Try it
Scan the records for the word "query". Return each line where it is found.

Stored data entries:
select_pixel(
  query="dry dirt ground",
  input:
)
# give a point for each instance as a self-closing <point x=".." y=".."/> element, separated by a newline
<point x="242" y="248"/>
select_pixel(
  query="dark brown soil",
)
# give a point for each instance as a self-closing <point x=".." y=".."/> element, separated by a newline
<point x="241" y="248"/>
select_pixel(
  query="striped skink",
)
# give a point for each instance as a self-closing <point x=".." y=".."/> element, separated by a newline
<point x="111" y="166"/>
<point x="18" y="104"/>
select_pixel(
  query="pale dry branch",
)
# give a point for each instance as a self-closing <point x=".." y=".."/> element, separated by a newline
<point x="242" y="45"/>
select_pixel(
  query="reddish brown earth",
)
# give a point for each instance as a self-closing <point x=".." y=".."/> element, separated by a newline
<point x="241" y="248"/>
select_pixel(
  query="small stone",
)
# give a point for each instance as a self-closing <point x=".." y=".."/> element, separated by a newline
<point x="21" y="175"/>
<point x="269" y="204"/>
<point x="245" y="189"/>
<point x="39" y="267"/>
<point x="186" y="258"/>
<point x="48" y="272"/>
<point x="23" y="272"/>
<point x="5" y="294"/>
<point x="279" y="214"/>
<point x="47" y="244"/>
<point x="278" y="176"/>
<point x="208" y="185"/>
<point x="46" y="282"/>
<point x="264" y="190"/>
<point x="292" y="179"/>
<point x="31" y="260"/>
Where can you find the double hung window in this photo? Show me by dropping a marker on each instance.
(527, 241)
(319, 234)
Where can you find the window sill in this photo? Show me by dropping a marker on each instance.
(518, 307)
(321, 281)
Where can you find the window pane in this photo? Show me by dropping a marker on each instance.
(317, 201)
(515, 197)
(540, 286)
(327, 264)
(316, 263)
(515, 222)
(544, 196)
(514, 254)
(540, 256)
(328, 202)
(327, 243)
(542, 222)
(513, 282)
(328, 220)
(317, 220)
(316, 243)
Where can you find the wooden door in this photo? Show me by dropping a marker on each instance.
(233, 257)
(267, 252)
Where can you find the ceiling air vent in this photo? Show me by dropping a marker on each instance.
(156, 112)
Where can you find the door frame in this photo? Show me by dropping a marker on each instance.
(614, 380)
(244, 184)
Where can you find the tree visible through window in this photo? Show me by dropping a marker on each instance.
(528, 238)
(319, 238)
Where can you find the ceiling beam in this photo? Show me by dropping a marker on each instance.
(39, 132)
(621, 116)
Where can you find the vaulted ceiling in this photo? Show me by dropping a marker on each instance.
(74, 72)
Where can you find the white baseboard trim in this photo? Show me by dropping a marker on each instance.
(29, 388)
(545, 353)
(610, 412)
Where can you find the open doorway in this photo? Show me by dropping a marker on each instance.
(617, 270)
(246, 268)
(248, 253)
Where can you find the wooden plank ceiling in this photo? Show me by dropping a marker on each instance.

Response for this exercise
  query="dry dirt ground",
  query="dark brown soil",
  query="striped skink",
  query="pale dry branch",
  query="reddish brown earth",
  query="small stone",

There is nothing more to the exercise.